[start]

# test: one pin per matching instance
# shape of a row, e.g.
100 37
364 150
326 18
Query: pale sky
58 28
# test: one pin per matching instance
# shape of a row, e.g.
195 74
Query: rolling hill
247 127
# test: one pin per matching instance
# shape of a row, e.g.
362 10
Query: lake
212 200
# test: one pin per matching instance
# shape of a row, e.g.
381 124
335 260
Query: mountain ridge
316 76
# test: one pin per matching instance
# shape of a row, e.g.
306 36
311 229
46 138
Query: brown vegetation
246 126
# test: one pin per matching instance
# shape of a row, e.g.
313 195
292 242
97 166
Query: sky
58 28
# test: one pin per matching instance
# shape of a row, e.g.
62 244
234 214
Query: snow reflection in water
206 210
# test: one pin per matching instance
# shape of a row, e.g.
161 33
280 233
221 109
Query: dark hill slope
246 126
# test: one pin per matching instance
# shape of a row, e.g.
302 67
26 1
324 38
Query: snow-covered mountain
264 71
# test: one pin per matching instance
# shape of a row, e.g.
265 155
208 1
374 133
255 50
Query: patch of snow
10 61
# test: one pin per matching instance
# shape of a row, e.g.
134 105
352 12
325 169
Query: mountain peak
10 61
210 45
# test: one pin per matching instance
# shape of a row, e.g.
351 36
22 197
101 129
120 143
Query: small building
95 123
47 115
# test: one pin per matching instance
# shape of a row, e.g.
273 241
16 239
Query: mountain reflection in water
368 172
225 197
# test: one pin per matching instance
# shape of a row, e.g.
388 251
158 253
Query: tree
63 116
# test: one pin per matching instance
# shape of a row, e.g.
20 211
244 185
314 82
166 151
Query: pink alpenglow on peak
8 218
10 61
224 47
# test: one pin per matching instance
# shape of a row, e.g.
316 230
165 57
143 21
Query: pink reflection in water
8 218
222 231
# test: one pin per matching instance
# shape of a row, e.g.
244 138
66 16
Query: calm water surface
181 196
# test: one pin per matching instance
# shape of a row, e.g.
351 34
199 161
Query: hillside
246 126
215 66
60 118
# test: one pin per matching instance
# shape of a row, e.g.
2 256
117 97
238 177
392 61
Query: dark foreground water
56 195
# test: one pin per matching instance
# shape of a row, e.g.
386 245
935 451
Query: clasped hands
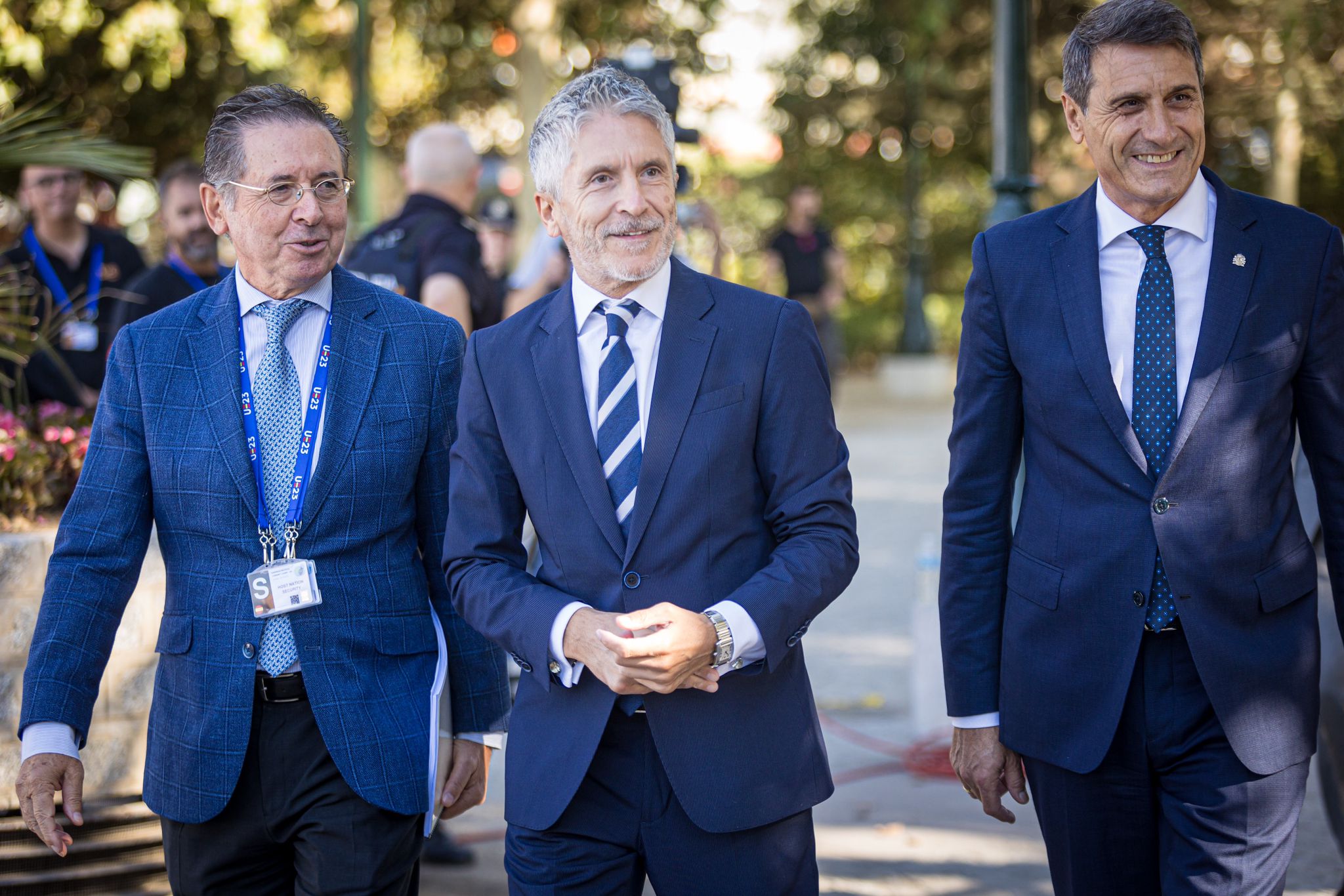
660 649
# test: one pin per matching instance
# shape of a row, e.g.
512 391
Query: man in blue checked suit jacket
291 762
673 438
1144 637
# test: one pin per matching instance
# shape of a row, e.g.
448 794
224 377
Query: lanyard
190 275
49 274
303 464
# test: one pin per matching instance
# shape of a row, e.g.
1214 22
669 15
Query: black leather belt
288 688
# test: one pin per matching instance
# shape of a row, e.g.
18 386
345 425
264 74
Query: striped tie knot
1152 239
619 319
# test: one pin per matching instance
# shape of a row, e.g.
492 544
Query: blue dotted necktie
1155 386
280 419
620 443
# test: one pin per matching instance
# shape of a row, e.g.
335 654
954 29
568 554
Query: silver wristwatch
723 645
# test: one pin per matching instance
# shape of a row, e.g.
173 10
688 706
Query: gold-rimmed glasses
288 192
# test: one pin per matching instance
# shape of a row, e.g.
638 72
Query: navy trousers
1171 809
625 823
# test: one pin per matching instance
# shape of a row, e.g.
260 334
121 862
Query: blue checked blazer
1041 622
744 495
169 449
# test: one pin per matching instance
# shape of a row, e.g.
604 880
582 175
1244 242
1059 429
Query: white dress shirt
304 340
644 338
1190 251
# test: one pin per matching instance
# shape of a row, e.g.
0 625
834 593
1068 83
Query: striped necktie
619 438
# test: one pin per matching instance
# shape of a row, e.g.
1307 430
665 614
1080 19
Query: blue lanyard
190 275
304 462
49 274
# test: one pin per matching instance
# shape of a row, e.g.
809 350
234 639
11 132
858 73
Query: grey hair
598 92
1146 23
270 104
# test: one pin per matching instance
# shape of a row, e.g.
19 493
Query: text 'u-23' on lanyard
303 464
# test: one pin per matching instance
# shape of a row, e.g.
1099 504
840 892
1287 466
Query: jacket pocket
398 636
174 633
718 398
1034 579
1288 579
1264 363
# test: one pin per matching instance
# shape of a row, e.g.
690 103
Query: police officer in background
429 251
84 269
191 260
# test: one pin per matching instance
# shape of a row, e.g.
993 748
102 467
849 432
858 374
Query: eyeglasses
289 193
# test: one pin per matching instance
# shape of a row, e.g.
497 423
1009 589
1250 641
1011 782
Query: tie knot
620 316
1152 239
280 316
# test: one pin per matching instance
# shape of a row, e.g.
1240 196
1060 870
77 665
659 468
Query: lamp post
1011 92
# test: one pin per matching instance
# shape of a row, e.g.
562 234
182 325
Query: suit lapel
555 359
1225 300
214 354
1078 283
683 354
356 348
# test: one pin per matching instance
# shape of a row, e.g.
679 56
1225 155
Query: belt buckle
266 697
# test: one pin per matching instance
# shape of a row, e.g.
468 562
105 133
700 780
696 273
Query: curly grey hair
602 91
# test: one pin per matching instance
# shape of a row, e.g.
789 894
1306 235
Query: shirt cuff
570 672
983 720
747 644
492 739
49 737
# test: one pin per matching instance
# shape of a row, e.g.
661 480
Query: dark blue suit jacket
744 495
1041 622
169 449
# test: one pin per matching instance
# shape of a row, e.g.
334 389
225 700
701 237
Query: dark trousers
1171 809
293 825
625 823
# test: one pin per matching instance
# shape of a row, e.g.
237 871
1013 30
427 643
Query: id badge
283 586
79 336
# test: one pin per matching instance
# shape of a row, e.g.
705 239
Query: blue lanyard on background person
303 464
49 274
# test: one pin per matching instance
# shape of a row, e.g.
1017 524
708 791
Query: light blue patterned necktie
619 438
280 419
1155 386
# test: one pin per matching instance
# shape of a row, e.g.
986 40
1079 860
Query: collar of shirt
652 296
1192 214
250 297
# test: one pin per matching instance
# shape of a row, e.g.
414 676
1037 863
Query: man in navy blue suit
292 403
671 437
1144 638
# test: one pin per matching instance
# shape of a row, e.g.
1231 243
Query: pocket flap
1288 579
1264 363
398 636
1034 579
174 633
719 398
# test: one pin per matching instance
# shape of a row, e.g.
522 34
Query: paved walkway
887 833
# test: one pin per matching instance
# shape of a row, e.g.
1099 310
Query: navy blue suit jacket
744 495
169 449
1041 622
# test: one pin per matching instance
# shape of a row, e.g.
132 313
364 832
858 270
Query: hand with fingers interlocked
41 777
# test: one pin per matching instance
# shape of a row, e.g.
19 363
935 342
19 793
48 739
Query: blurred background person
812 268
429 251
84 269
191 260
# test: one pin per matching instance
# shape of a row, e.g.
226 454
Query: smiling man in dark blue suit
1145 637
673 438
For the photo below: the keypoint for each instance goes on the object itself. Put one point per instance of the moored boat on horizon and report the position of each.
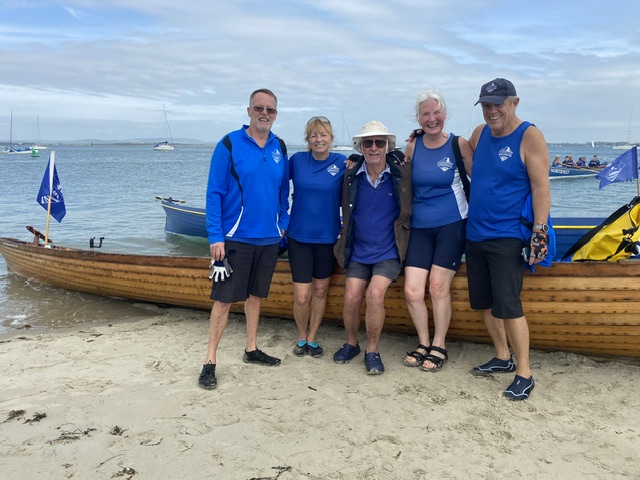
(571, 172)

[end]

▸ **Problem**
Retype word for word the span of lines above that begins with the line containing "For the photo" and ends with the last line of the records; skip all pictures.

▸ **Response for this exercise**
For the photo below: the keypoint for each instance goes on the object itself. Put one point per instance of the moored boat on horizon and report the position of each.
(571, 172)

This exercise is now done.